At the beginning of the second council hearing, Gloria made the same motion to kill the project he had tried to make at the first hearing. He supported it by reading, nearly word for word, the new determination in the staff report that Pangilinan had been asked to write.

“Based upon these findings and the findings of the information contained in the staff report, I move that the (construction project) be denied,” Gloria said.

The council rejected the project on a 5-3 vote.

Our Lady of Peace sued the city over the rejection, under a federal law that restricts how cities can apply land use regulations on religious entities. The school alleged the decision put an unreasonable burden on its ability to pursue its religious mission.

U.S. District Court Judge Cathy Ann Bencivengo ruled there was substantial evidence to send the case before a jury. Her ruling pointed specifically to the city staffer being told to rewrite his conclusion on the project, and Gloria’s meeting with city staff before the council ultimately rejected the plan.

“Plaintiff has presented evidence that, among other things … the city planner was pressured to draft ‘reverse findings’ so that a report would say that the plan was not consistent with the neighborhood plan, something he testified he had never been requested to do,” Bencivengo wrote.

● **DATASET EXTRACT**:
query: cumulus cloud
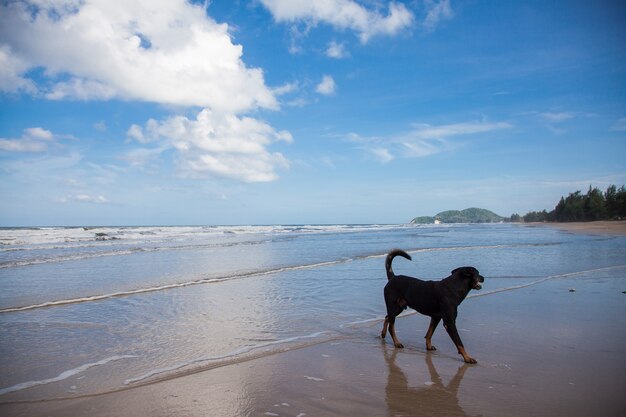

● **TASKS TO PERFORM**:
1 - Determine whether each of the following statements agrees with the account of the Our Lady of Peace lawsuit, answering yes or no and quoting the words of the account that decide each one: (a) The council voted 5 to 3 against the project. (b) Our Lady of Peace brought its suit under a state law. (c) The judge concluded that the evidence was too weak to put the case before a jury.
2 - Resume the account of the Our Lady of Peace lawsuit, beginning after its final sentence.

● **ANSWER LIST**:
1 -
(a) Yes: "The council rejected the project on a 5-3 vote."
(b) No: "under a federal law that restricts how cities can apply land use regulations on religious entities"
(c) No: "ruled there was substantial evidence to send the case before a jury"

2 -
She wrote that “city staff met with Councilman Gloria, who allegedly lead [sic] the charge to deny OLP’s permits, in the interim period between the Planning Commission’s decision to grant OLP its required permits and the City Council’s hearing where they ultimately denied the permits.”

A jury ruled six months ago in favor of Our Lady of Peace, and awarded the school $1.1 million in damages.

Then, earlier this year, the council voted to settle for $500,000 plus the cost of relocating the two historic homes. The city also agreed not to pursue an appeal.

Gloria denies ever telling anyone to change a report.

“The nefarious suggestion of what was going on ignores that we were ready to make the decision at the first hearing,” he said.

“I know how the plaintiff’s attorneys tried to portray it, but that wasn’t right at all,” he said.

He also said the city was prepared for a lawsuit from historical preservationists if it allowed the project to go forward.

“There was no way we were getting out of that case without getting sued by someone,” Gloria said.

‘Gutter Politics’

Attorneys for Our Lady of Peace didn’t just tell the court that Gloria improperly influenced the process. They also tried to explain why he did it.

After the council’s vote to reject the project, Our Lady of Peace argued, Gloria accepted donations from project opponents that helped pay off debt from his 2008 campaign.

Gloria told U-T San Diego in June 2009 that a lobbyist hired by project opponents, Jim Bartell, of Bartell & Associates, had held a fundraiser for him.

The fundraising still hasn’t shown up on any campaign finance reports, either because it didn’t meet the threshold for disclosure, or because it was improperly filed. Bartell didn’t respond to requests for comment.

Gloria scoffed at the idea that campaign funds had anything to do with his opposition to the project.

He called the accusation “gutter politics,” and said it ignores the fact that he’s also accepted donations from Our Lady of Peace supporters who liked the expansion project.

“They definitely made a point of this, and I found it very unfair,” he said.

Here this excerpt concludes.